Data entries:
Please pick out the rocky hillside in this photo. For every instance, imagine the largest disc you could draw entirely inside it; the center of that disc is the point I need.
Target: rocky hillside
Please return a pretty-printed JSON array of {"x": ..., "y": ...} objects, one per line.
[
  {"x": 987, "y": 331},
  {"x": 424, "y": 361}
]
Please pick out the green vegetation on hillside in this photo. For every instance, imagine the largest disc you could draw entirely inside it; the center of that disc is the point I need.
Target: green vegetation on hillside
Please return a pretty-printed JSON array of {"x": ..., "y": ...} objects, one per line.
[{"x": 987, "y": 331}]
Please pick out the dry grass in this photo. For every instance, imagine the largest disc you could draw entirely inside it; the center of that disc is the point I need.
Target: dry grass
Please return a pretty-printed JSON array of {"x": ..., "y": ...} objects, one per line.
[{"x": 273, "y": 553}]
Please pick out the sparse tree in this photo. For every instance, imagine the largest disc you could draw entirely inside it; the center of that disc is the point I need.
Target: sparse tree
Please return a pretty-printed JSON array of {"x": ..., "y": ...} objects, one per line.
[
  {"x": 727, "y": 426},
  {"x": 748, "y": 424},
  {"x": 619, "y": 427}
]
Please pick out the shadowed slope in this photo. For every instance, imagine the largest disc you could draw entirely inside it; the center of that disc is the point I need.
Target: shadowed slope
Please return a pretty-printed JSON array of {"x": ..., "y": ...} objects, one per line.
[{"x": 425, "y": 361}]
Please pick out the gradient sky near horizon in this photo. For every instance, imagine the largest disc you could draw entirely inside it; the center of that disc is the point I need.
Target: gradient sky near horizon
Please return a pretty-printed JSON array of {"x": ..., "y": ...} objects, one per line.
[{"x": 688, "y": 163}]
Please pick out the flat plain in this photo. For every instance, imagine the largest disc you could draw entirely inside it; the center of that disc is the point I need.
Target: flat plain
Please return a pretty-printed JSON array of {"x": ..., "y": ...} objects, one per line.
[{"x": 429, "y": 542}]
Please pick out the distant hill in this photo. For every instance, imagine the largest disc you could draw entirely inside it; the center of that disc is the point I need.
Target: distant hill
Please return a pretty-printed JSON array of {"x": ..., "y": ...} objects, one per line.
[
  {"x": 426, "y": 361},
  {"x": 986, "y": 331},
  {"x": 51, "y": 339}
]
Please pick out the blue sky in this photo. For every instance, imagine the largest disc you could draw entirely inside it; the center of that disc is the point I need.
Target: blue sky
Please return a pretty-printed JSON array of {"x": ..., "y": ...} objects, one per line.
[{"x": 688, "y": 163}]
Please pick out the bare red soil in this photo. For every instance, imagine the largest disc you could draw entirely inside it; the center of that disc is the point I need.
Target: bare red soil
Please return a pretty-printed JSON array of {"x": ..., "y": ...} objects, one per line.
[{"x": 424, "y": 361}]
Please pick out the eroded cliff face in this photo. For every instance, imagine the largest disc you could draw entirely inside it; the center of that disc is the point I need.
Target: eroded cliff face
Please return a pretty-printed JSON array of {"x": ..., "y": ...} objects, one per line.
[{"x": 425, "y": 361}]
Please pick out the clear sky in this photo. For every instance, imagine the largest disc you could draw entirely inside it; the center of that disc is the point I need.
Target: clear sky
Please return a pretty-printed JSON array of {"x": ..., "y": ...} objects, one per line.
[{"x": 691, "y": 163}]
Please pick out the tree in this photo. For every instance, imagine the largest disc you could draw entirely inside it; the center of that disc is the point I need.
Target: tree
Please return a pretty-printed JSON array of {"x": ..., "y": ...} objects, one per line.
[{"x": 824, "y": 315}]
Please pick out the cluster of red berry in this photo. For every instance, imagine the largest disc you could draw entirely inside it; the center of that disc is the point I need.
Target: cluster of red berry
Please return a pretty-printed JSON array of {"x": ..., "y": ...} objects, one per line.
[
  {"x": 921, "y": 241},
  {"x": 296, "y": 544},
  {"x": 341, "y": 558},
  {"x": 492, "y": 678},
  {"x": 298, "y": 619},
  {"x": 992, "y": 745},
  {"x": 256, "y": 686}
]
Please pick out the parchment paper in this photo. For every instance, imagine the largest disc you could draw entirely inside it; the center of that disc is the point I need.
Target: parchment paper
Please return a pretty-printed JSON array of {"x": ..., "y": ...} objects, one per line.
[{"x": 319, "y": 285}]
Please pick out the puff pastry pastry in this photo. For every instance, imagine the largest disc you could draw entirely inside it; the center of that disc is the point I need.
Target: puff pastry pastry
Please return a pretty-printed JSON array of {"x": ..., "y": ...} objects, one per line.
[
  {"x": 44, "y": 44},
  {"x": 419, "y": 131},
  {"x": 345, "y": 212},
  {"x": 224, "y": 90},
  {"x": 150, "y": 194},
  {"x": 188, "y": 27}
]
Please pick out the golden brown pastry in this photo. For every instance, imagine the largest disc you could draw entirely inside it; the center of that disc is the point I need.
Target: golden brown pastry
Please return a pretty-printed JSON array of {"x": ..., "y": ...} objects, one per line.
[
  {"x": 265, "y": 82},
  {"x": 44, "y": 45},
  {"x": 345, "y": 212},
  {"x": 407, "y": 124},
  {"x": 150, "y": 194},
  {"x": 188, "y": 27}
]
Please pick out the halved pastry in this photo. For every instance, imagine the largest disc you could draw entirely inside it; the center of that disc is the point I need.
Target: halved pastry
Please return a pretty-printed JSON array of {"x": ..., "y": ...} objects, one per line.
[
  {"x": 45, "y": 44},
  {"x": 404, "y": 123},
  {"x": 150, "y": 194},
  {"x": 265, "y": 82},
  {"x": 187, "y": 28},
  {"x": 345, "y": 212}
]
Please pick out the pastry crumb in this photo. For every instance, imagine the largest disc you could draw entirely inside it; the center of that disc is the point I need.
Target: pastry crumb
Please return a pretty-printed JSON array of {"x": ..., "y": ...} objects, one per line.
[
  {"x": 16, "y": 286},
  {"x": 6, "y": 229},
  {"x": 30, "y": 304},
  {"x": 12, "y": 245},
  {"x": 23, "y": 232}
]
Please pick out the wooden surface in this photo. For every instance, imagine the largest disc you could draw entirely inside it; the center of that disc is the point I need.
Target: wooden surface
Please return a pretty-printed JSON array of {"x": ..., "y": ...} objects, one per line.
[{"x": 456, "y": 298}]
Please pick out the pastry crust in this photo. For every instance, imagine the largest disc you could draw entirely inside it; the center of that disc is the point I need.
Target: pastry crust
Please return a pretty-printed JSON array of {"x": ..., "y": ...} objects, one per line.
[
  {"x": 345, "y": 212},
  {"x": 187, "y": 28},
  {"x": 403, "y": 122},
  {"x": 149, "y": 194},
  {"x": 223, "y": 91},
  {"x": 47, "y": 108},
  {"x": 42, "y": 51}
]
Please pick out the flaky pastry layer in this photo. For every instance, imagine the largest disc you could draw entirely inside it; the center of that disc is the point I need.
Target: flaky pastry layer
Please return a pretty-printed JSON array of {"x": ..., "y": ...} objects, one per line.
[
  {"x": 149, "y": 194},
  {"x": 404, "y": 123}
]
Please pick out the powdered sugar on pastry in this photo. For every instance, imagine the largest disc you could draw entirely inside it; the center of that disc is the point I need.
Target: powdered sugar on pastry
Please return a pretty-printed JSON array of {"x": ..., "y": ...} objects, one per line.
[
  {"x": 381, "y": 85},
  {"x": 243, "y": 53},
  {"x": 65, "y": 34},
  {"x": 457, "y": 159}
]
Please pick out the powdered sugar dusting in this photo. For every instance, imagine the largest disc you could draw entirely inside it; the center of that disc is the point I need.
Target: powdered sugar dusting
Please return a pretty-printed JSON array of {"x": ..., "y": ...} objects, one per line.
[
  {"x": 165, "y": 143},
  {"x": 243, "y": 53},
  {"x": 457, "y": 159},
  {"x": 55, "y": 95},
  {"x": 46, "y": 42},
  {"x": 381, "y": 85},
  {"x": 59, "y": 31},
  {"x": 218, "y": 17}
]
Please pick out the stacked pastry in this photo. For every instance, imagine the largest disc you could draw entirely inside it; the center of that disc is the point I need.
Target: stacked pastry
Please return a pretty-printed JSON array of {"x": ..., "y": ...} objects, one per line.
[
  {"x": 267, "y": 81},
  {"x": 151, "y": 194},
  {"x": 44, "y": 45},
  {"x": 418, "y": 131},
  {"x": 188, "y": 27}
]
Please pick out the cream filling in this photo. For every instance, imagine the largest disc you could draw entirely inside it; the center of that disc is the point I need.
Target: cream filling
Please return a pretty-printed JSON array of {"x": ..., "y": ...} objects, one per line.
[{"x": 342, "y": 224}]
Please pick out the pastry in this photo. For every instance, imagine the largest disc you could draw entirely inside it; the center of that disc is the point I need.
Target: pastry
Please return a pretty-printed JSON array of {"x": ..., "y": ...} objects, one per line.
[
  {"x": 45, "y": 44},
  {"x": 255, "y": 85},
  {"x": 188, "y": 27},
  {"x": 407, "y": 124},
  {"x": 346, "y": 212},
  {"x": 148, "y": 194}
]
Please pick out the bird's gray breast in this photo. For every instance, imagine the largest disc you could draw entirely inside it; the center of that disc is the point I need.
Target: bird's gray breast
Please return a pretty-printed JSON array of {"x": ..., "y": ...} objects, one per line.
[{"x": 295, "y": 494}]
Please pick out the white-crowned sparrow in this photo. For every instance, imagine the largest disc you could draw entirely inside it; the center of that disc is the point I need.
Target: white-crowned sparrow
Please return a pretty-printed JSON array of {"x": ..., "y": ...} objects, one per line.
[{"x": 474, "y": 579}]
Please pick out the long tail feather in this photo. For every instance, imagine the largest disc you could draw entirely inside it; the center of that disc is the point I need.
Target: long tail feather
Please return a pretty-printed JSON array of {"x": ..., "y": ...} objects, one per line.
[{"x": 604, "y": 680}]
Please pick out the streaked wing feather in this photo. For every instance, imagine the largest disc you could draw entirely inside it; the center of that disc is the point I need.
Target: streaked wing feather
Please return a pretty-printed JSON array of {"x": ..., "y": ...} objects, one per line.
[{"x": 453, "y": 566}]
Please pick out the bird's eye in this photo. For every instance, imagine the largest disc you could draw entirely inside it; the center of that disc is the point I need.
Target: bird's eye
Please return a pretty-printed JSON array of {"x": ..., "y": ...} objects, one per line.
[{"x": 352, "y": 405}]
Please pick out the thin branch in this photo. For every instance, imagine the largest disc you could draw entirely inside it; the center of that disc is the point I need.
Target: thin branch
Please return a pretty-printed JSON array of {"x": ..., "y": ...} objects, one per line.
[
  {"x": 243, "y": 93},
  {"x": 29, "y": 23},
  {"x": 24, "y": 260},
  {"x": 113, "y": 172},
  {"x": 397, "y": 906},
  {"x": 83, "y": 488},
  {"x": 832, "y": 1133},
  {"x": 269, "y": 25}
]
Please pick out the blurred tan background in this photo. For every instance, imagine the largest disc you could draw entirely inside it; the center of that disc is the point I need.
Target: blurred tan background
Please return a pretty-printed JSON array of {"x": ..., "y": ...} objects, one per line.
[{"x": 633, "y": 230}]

*WHAT TO WORK ON*.
State how many lines of the data contain the word "flat". Nothing besides the number belongs in the reply.

*TASK SOLUTION*.
2